COURT OF APPEALS

DECISION

DATED AND FILED

 

October 23, 2012

 

Diane M. Fremgen

Clerk of Court of Appeals

 

 

 

NOTICE

 

 

This opinion is subject to further editing.  If published, the official version will appear in the bound volume of the Official Reports. 

 

A party may file with the Supreme Court a petition to review an adverse decision by the Court of Appeals.  See Wis. Stat. § 808.10 and Rule 809.62. 

 

 

 

 

Appeal No. 

2011AP2526

Cir. Ct. No. 2006FA41

STATE OF WISCONSIN 

IN COURT OF APPEALS

 

DISTRICT III

 

 

 

 

In re the marriage of:

 

Kurt Theis,

 

          Petitioner-Appellant,

 

     v.

 

Stephenne Theis,

 

          Respondent-Respondent.

 

 

 

 

            APPEAL from an order of the circuit court for Oneida County:  PATRICK F. O’MELIA, Judge.  Reversed. 

            Before Hoover, P.J., Peterson and Mangerson, JJ.

1        PER CURIAM.   Kurt Theis appeals a postdivorce order modifying maintenance.  Kurt argues the circuit court erroneously exercised its discretion by finding a substantial change of circumstances based upon a reduction of child support following a change of physical placement.[1]  We agree and reverse.

2        Kurt and Stephenne Theis were divorced on February 14, 2008, following a thirteen-year marriage.  During the marriage, Stephenne was primarily a homemaker, and worked part-time as a housekeeper.  According to her financial disclosure statement, Stephenne had no income from employment at the time of the final hearing.  She currently receives disability income.  At the time of the divorce, Kurt had an income of $33,731.64 yearly.  He subsequently lost his employment and his current earning capacity is $25,000 annually.    

3        The marriage produced two minor children.  The parties stipulated to shared placement.  The parties also stipulated that Kurt would pay Stephenne $140 monthly maintenance for an indefinite duration.  Child support was established at $507 monthly.

:: Dataset section ::
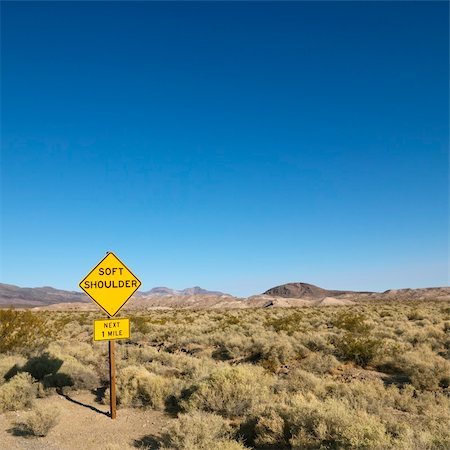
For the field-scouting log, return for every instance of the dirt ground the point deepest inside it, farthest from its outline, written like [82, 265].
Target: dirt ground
[84, 424]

:: Work instructions ::
1. From the court opinion, print the text starting at "This opinion is" and ending at "and Rule 809.62.".
2. List every dollar amount that appears in the court opinion.
3. Pick up the court opinion directly after its final sentence and carry it forward.

:: Responses ::
1.
This opinion is subject to further editing.  If published, the official version will appear in the bound volume of the Official Reports. 

 

A party may file with the Supreme Court a petition to review an adverse decision by the Court of Appeals.  See Wis. Stat. § 808.10 and Rule 809.62.

2.
$33,731.64
$25,000
$140
$507

3.
4        On September 10, 2010, Kurt moved to revise the divorce judgment, seeking modification of placement and child support, and termination of maintenance.  The circuit court granted Kurt primary placement concerning one child and continued shared placement for the other child.  The parties stipulated to a reduction of child support to $120 monthly.  The court denied the motion to terminate maintenance.  Stephenne indicated she anticipated filing a motion to increase maintenance.

5        Stephenne subsequently moved to modify maintenance.  After a hearing, the circuit court found a substantial change of circumstances based upon the change of placement and reduction of child support.  The court increased maintenance to $500 monthly.  Kurt now appeals.    

6        Modification of maintenance is committed to the discretion of the circuit court.  Randall v. Randall, 2000 WI App 98, ¶7, 235 Wis. 2d 1, 612 N.W.2d 737.  We will sustain a discretionary determination if the court examined the relevant facts, applied a proper standard of law, and using a demonstrated rational process, reached a conclusion a reasonable judge could reach.  Liddle v. Liddle, 140 Wis. 2d 132, 136, 410 N.W.2d 196 (Ct. App. 1987).  Findings of fact will be upheld unless clearly erroneous.  Wis. Stat. § 805.17(2).  A circuit court’s exercise of discretion is erroneous if it makes factual or legal errors.  Rohde-Giovanni v. Baumgart, 2004 WI 27, ¶18, 269 Wis. 2d 598, 676 N.W.2d 452.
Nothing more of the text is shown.